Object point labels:
Start
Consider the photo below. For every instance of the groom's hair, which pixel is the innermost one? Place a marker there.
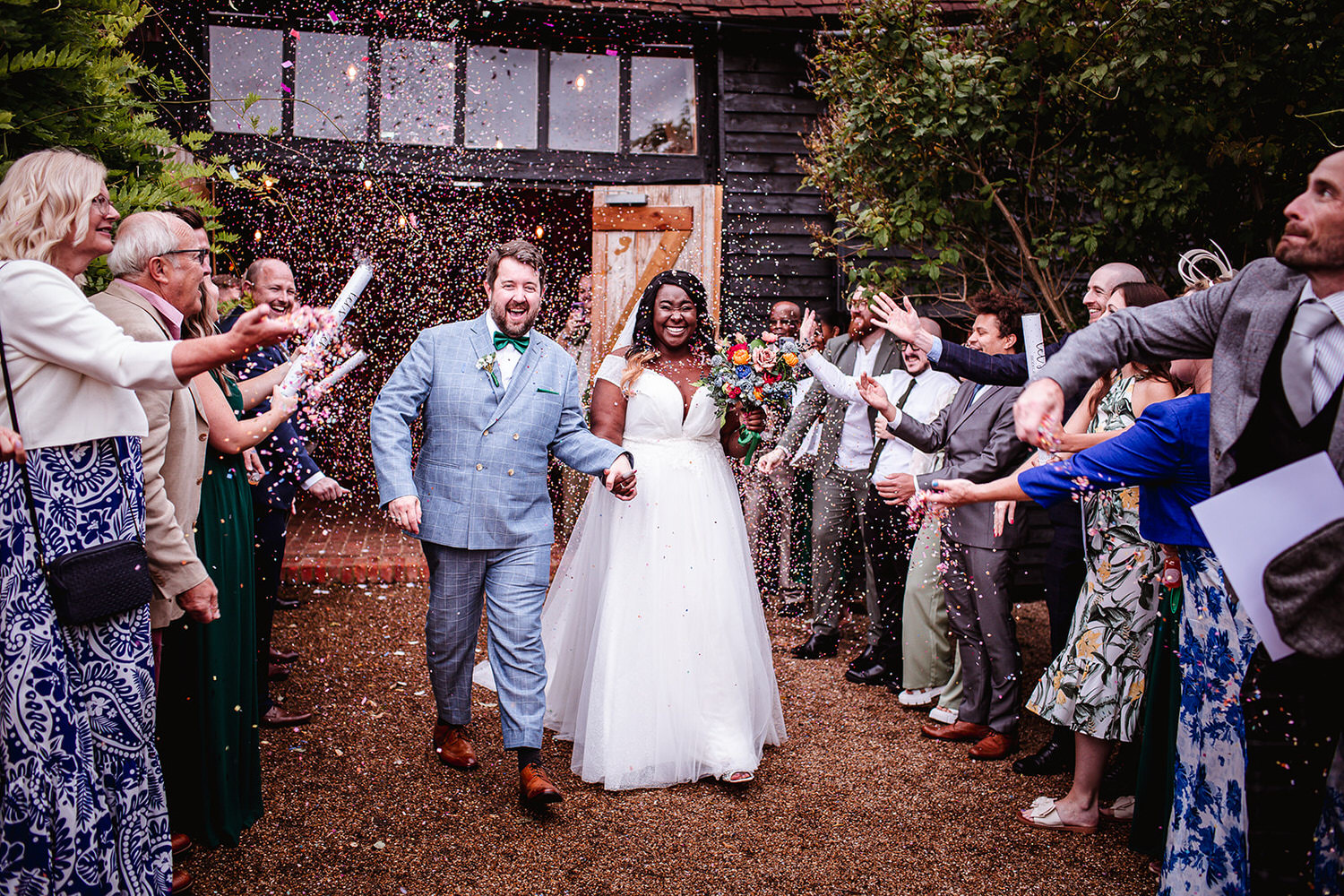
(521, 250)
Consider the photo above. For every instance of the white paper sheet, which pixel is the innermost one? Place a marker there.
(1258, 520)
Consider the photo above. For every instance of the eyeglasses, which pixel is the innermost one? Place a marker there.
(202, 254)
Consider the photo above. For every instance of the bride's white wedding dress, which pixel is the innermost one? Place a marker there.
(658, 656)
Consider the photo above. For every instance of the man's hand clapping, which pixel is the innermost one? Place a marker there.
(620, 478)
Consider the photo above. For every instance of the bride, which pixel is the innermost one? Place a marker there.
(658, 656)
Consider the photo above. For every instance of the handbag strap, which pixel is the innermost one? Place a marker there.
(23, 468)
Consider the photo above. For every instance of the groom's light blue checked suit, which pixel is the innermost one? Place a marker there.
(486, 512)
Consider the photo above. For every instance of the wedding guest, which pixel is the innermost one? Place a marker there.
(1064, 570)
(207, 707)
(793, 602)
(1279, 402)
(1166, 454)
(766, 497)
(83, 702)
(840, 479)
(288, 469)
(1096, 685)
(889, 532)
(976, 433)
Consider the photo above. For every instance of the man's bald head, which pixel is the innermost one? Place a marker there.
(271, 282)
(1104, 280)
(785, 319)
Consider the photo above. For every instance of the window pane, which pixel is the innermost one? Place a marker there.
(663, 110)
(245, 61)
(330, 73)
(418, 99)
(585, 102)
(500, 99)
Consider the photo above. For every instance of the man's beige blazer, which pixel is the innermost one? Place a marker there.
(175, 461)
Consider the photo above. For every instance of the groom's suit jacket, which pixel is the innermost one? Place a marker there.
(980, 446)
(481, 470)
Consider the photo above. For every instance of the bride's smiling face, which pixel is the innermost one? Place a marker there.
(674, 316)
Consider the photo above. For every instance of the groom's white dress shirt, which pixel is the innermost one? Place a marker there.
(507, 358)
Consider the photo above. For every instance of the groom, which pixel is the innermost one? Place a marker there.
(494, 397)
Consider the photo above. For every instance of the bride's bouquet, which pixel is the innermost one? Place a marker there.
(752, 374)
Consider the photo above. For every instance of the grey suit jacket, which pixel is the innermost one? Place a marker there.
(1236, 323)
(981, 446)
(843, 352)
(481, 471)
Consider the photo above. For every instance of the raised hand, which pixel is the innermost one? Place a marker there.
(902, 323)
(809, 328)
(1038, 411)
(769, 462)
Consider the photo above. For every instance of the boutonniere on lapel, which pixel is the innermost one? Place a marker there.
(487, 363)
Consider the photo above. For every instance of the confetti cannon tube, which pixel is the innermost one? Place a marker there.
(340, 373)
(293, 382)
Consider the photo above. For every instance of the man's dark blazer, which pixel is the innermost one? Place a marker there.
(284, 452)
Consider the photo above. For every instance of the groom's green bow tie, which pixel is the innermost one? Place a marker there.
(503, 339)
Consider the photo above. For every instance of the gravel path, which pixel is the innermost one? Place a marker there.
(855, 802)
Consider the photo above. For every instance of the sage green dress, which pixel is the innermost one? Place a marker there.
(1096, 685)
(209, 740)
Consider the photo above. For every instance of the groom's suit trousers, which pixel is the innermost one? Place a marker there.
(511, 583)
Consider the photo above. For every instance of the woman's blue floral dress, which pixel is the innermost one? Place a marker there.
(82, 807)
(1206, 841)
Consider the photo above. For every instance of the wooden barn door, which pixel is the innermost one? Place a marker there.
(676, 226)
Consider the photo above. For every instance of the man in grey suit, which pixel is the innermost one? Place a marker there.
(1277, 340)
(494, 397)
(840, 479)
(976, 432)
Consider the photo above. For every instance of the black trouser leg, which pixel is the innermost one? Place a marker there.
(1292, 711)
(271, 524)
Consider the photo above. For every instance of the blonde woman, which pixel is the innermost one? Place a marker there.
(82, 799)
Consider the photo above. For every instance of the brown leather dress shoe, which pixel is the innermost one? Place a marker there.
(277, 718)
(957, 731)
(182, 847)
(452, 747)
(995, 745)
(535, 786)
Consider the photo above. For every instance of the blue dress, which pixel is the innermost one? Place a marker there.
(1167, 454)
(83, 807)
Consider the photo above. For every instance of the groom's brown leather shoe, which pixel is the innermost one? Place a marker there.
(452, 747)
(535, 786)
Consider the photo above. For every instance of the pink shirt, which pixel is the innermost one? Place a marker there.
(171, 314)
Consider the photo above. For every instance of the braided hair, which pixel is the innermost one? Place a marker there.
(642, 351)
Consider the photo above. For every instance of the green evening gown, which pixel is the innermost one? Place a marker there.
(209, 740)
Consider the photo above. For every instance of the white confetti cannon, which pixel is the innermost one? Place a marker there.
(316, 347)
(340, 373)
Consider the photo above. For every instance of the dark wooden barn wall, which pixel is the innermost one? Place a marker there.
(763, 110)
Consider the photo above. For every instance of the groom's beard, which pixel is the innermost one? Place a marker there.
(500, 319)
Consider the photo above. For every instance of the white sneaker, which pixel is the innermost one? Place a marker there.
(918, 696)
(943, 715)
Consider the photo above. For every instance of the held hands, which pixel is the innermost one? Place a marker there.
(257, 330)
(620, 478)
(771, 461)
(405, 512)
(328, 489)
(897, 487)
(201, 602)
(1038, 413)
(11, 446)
End
■ **Request**
Copy out the lines from the start of the records through the line with "(1258, 520)", requests included, and shift every coordinate in the answers up by 139. Do not include the pictures.

■ **Full answer**
Consider the photo below. For every instance of the groom's hair, which pixel is the innermost one? Place a marker there.
(660, 389)
Consider the photo above. For every instance of the white paper sheet, which pixel is the innermost one? Place a marker there.
(1397, 659)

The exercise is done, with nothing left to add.